→ Reading text:
**********
THE REASON I HAVE DECIDED TO LET GO OF BINGE DRINKING

BINGE DRINKING .jpg

13/6/18

 

THE REASON I HAVE DECIDED TO LET GO OF BINGE DRINKING

 

This is a decision I have had in the back of my mind for many years now, but most recently in the last 2 years since I have gone through a massive personal transformation. I have in my life gone through phases of cutting out alcohol all together, socially isolating myself and removing alcohol as a means of fat loss ad because it is “bad for me” and I have also gone through phases of my life, particularity at University where binge drinking was a huge part of my life…sometimes even binge drinking 3 times a week in my early 20s. 

 

I am writing this blog as a process of gaining more clarity in my decision myself, to heal whatever barrier I still have there with giving up binging, and to discover why I still find myself dropping back into my “Uni Days” and find myself having large nights out drinking excessive amounts of alcohol. 

By reading this blog I hope that if you resonate you can find some healing and clarity in your journey too, or it might even spark you to reconsider other aspects of your life that may no longer serve you any purpose. 

 

So I start by looking back at the time in my life where drinking to excess was a massive part of my life. I look back at my days at University and at the woman that I was then. I was insecure, I didn’t have any self worth, I didn’t love myself or my body, I was very disconnected to my intuition and spirituality, I was scared of judgement, I was longing to fit in, to make friends, to be seen as cool for once in my life, I wanted to be desired by men, I wanted attention, I wanted confidence, I wanted to feel ‘hot/sexy’…. all of these things that I was ‘lacking’ in my life or that I was searching for I thought that I would find through alcohol.
**********
→ Stated exercise 1:
Translate this sentence from the blog post into Spanish: "I look back at my days at University and at the woman that I was then."
→ Stated exercise 2:
From the blog post, write out word for word the part that opens with the words containing "I am writing" and closes with "you any purpose.".
Work only from the blog post.

→ Rows:
**********
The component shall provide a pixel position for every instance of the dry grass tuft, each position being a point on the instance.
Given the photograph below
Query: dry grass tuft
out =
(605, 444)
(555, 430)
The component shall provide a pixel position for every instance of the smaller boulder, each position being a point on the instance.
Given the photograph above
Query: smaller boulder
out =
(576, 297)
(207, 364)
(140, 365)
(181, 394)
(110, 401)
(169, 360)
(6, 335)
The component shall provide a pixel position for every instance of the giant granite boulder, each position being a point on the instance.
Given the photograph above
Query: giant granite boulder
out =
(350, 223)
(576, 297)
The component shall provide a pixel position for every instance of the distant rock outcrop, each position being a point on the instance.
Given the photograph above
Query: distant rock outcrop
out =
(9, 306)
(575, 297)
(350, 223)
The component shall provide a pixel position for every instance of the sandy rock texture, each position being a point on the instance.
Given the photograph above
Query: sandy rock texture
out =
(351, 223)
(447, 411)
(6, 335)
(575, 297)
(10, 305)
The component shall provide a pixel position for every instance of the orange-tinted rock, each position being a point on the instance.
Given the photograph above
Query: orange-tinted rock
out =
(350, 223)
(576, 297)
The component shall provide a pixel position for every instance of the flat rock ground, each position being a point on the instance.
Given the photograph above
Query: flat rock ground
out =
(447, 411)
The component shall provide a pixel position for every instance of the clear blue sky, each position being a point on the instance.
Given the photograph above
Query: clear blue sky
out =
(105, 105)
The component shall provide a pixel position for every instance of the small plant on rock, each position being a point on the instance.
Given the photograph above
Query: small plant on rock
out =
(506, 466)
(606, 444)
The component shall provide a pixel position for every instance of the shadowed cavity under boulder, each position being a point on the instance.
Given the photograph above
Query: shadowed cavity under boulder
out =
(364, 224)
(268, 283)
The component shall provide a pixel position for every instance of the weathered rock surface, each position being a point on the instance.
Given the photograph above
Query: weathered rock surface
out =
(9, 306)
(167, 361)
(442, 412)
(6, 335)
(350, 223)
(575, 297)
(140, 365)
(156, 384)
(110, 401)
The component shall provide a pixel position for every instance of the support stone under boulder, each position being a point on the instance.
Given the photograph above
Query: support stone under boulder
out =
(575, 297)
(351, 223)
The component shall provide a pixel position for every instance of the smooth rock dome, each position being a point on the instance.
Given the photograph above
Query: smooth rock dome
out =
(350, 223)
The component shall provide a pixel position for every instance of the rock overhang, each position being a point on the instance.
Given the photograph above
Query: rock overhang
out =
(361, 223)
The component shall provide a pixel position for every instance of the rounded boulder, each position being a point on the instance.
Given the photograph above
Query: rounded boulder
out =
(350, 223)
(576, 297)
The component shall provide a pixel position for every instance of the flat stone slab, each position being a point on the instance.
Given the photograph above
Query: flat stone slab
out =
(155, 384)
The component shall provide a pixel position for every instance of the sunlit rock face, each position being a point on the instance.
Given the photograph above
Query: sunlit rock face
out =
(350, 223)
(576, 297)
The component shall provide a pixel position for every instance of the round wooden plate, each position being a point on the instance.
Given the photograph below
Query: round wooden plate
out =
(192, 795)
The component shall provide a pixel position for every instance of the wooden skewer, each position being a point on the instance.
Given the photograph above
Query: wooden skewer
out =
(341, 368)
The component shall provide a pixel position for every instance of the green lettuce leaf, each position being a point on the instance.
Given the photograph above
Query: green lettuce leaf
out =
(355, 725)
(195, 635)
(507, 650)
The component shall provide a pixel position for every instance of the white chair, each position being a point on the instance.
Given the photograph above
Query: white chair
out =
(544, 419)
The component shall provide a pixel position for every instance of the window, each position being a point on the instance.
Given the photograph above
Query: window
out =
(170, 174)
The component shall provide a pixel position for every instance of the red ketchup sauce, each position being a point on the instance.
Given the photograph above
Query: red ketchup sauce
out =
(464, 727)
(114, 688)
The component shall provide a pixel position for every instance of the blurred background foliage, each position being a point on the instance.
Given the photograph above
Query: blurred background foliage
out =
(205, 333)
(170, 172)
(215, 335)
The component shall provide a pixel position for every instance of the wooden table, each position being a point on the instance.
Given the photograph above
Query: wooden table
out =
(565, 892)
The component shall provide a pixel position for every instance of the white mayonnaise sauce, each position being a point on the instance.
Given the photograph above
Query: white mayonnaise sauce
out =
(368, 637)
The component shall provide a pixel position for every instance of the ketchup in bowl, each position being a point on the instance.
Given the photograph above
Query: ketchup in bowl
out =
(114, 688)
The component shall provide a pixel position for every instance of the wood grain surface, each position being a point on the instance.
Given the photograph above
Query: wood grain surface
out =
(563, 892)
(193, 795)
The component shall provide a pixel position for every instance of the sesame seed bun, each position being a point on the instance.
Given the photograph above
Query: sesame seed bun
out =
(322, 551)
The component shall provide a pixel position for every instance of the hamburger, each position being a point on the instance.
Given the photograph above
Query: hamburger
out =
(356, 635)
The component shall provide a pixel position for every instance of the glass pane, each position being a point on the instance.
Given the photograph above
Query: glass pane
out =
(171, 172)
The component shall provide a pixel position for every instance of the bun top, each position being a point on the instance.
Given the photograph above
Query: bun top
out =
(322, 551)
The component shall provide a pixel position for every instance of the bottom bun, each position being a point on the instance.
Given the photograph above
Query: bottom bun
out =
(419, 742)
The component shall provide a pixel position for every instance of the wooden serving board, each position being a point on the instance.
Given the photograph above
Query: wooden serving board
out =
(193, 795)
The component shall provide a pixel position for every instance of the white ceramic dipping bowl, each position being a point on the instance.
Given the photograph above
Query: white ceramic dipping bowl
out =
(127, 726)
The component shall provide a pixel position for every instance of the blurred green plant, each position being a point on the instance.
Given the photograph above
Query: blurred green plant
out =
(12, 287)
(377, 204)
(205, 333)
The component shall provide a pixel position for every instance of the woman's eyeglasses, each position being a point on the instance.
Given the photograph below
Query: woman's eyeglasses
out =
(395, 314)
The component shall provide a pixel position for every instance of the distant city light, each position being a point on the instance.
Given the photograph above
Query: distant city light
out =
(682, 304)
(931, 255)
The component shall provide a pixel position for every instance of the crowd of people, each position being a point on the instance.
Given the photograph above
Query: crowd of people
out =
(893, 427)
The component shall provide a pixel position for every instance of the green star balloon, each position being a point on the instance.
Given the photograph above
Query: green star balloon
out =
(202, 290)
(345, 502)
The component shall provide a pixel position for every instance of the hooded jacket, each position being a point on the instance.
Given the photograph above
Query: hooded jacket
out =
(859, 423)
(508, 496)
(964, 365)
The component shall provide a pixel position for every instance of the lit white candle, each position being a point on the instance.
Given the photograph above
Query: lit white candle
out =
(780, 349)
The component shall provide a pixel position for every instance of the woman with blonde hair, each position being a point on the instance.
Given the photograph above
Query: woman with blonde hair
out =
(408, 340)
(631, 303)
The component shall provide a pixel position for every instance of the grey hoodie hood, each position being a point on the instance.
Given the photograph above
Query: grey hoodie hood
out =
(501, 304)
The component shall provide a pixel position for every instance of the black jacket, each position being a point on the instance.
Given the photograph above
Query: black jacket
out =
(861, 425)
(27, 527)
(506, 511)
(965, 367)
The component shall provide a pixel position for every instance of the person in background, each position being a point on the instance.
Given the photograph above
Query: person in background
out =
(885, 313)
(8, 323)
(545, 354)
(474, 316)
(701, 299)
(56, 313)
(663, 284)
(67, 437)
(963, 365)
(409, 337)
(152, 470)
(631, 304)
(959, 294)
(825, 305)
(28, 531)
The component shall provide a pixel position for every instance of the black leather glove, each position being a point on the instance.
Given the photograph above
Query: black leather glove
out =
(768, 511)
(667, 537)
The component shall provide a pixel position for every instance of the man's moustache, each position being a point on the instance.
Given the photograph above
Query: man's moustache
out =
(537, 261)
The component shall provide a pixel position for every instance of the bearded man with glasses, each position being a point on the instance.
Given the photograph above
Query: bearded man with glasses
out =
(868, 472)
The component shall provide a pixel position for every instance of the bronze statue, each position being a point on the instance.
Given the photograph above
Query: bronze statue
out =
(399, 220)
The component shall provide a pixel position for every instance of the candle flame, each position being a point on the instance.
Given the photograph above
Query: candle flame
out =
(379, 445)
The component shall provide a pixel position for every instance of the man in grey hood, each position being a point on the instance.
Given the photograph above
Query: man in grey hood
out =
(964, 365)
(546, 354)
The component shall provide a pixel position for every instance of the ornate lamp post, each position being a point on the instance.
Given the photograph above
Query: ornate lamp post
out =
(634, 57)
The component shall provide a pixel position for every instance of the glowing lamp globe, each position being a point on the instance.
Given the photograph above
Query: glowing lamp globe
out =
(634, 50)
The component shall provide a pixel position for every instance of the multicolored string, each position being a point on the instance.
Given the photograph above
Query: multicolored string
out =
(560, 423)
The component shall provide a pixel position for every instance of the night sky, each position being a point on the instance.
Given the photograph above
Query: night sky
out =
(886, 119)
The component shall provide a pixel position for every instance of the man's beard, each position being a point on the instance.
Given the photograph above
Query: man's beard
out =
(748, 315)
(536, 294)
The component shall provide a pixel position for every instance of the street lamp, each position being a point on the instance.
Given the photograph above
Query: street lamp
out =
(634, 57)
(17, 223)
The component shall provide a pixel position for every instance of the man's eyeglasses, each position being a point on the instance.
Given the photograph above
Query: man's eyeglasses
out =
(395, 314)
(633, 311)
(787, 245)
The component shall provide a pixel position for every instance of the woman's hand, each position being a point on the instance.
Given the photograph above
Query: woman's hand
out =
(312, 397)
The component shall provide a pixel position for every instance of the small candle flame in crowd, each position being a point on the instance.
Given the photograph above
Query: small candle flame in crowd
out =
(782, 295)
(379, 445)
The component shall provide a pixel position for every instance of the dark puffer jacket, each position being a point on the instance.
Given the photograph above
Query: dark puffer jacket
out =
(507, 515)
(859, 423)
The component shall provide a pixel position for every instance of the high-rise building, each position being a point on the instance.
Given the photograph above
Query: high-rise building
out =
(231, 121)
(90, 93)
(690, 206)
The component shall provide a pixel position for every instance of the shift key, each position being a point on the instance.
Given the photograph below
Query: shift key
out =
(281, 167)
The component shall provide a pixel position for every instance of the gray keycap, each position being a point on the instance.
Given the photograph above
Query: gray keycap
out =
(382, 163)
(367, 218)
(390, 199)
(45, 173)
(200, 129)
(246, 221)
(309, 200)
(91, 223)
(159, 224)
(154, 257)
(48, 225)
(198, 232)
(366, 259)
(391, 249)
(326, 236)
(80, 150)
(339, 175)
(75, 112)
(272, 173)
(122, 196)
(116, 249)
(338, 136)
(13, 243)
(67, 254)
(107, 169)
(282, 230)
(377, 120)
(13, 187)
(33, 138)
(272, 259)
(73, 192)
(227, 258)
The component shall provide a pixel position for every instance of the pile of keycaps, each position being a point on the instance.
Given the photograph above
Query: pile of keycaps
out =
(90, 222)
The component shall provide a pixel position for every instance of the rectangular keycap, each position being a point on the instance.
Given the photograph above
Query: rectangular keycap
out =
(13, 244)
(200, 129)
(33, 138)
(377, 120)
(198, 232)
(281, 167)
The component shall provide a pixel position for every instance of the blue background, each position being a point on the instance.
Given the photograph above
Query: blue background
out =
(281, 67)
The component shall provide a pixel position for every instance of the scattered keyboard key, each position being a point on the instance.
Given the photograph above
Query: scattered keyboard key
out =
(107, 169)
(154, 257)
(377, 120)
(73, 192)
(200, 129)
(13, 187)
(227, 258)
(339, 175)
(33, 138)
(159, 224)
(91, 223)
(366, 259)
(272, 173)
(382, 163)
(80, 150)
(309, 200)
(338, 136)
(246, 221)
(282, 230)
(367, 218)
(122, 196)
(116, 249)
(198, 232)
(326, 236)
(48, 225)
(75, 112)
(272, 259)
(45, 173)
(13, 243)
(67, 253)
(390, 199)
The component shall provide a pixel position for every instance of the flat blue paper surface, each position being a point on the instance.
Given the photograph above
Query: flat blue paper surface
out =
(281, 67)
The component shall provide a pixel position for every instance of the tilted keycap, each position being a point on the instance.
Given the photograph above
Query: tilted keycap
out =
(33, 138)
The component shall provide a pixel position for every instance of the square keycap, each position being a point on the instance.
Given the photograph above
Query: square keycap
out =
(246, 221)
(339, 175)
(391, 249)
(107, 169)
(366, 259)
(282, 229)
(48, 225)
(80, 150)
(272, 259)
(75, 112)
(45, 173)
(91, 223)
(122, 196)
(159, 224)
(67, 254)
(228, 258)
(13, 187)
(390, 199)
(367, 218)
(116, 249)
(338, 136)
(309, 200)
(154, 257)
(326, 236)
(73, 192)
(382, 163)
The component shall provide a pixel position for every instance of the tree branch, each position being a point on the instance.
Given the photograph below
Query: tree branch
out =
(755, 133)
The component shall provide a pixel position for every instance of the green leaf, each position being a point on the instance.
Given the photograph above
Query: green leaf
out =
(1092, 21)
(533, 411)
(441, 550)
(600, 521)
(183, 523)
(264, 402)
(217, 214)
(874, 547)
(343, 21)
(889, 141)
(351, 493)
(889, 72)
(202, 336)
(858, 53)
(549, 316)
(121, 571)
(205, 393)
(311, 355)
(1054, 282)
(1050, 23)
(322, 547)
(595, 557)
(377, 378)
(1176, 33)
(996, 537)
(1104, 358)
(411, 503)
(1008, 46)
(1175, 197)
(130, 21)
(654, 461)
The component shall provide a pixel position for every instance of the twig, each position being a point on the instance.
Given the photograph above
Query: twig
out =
**********
→ Task result 1:
Recuerdo mis días en la universidad y a la mujer que era entonces.

→ Task result 2:
I am writing this blog as a process of gaining more clarity in my decision myself, to heal whatever barrier I still have there with giving up binging, and to discover why I still find myself dropping back into my “Uni Days” and find myself having large nights out drinking excessive amounts of alcohol. 

By reading this blog I hope that if you resonate you can find some healing and clarity in your journey too, or it might even spark you to reconsider other aspects of your life that may no longer serve you any purpose.